> **YOUR TASK**:
From the items below, reproduce verbatim the part that begins with the line containing "locate the purple" and continues through the end of the items.

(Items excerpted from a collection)

※ ※ ※

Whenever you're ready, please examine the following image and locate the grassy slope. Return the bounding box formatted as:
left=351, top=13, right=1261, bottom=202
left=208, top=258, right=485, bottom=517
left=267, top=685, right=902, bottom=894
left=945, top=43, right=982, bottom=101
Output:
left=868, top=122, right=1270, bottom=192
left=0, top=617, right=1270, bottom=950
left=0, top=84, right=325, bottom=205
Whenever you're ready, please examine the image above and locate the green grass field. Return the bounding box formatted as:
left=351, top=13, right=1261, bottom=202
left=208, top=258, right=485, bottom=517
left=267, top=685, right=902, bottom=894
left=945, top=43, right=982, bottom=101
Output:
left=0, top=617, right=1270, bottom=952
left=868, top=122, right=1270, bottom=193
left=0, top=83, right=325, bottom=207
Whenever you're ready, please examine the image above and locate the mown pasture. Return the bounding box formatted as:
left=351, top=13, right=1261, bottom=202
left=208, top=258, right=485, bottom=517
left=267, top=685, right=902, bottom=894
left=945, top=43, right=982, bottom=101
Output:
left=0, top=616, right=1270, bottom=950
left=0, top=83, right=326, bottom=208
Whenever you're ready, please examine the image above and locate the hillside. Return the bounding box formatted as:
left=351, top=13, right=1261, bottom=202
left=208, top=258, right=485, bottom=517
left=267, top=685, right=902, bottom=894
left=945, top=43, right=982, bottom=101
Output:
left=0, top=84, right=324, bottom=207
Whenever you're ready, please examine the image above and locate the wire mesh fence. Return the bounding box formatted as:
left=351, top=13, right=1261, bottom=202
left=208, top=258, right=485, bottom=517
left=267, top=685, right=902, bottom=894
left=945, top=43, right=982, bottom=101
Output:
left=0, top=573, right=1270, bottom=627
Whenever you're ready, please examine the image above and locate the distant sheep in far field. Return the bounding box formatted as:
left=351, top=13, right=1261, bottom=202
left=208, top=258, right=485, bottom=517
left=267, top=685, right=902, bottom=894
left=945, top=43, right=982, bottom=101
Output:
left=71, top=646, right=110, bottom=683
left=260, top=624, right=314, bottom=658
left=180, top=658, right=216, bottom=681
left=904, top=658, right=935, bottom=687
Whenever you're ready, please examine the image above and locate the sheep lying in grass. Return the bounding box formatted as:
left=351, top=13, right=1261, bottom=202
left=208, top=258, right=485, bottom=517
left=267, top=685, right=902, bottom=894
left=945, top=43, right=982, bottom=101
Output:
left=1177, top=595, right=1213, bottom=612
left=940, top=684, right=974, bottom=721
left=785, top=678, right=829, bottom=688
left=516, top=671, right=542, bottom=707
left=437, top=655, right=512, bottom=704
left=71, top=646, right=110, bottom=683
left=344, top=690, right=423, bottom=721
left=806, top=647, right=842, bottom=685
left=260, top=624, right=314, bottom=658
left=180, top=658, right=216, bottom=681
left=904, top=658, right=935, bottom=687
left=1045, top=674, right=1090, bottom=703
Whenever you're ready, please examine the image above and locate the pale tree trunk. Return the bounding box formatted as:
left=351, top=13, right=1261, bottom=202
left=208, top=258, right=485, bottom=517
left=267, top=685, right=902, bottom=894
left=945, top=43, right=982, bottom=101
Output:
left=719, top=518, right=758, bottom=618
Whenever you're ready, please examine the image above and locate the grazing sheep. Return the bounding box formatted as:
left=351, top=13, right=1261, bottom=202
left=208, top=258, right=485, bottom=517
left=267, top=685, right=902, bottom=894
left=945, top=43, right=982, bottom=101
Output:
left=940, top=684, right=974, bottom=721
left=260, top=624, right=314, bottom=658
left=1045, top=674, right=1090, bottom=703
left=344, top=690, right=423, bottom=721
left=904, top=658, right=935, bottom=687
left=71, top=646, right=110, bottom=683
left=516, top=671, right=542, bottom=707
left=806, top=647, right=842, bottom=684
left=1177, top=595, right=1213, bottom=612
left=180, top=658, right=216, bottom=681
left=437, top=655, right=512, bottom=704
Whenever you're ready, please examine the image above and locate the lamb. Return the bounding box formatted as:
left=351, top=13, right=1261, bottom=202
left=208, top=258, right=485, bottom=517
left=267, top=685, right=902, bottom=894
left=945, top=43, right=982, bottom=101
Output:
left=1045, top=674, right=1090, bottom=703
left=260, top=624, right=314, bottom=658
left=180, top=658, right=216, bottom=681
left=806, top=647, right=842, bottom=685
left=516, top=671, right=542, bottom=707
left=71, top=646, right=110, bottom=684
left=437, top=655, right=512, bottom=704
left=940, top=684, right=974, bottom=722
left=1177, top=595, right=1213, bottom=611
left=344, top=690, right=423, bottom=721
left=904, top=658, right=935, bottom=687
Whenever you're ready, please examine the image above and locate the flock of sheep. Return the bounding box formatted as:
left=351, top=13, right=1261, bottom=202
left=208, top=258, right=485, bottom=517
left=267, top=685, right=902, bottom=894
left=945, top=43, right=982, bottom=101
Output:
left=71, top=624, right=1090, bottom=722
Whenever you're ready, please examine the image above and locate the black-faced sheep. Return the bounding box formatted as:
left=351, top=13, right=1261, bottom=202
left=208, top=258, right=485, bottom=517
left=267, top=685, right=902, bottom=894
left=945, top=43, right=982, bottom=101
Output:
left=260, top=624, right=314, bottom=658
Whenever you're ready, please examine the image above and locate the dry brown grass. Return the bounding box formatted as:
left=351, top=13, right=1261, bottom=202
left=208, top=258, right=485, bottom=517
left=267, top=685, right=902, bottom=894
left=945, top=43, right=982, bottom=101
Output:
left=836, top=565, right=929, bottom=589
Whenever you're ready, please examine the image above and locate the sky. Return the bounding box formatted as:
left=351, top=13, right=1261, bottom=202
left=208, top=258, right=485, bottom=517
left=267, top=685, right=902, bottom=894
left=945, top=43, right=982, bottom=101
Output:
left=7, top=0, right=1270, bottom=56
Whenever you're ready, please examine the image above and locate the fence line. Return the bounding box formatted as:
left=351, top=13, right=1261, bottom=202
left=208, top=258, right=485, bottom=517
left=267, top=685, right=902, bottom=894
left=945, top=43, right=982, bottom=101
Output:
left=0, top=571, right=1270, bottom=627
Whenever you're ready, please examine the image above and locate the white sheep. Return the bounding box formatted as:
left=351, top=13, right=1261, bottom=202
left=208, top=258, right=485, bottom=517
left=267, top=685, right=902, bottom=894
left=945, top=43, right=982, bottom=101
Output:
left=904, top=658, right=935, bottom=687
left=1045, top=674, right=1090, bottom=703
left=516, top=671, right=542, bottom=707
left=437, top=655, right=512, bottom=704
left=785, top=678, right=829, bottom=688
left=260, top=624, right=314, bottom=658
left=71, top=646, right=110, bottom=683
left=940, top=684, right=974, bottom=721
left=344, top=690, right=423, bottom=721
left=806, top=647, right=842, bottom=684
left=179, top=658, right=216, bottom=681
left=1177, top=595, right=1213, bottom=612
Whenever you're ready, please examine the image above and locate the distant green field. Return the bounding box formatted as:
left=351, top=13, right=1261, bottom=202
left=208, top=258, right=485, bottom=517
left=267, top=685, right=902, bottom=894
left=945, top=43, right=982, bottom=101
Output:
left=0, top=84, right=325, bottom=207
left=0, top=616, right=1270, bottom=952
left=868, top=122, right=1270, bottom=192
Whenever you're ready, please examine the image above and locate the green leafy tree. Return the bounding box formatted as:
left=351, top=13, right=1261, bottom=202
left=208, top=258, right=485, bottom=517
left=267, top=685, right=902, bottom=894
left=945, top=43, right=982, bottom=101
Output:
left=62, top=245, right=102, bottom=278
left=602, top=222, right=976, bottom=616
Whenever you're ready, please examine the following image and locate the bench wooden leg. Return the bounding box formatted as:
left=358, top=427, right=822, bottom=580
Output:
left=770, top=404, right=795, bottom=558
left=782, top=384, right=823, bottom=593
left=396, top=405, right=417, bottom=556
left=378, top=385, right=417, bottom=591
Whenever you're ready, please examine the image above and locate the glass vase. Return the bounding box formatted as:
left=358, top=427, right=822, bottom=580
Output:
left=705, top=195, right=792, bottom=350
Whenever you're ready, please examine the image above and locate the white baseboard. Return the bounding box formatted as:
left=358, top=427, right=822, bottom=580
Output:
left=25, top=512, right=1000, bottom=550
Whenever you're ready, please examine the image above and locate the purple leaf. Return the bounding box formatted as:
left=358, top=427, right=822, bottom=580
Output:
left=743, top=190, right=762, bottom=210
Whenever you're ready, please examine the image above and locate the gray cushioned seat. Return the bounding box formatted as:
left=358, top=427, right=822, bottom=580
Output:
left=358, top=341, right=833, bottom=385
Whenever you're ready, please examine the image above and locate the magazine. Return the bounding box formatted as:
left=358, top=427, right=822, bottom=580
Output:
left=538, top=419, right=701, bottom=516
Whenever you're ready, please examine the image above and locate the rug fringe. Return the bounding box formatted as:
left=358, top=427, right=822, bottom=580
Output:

※ ※ ※

> **WRITTEN SOLUTION**:
Whenever you're ready, please examine the image above and locate the purple leaf. Return the bounding box formatted as:
left=358, top=427, right=822, bottom=580
Output:
left=743, top=190, right=762, bottom=210
Whenever you're ready, please examine the image above and locate the gray cushioned seat. Return the bounding box formatted as:
left=358, top=427, right=822, bottom=580
Output:
left=358, top=341, right=833, bottom=385
Whenever you're ready, please examine the image above and locate the magazine. Return the bounding box formatted as:
left=358, top=427, right=822, bottom=580
Output:
left=538, top=419, right=701, bottom=516
Whenever you're ready, please examine the image above and locate the rug fringe. Return the bounding box formatted as:
left=358, top=427, right=822, bottom=580
Output:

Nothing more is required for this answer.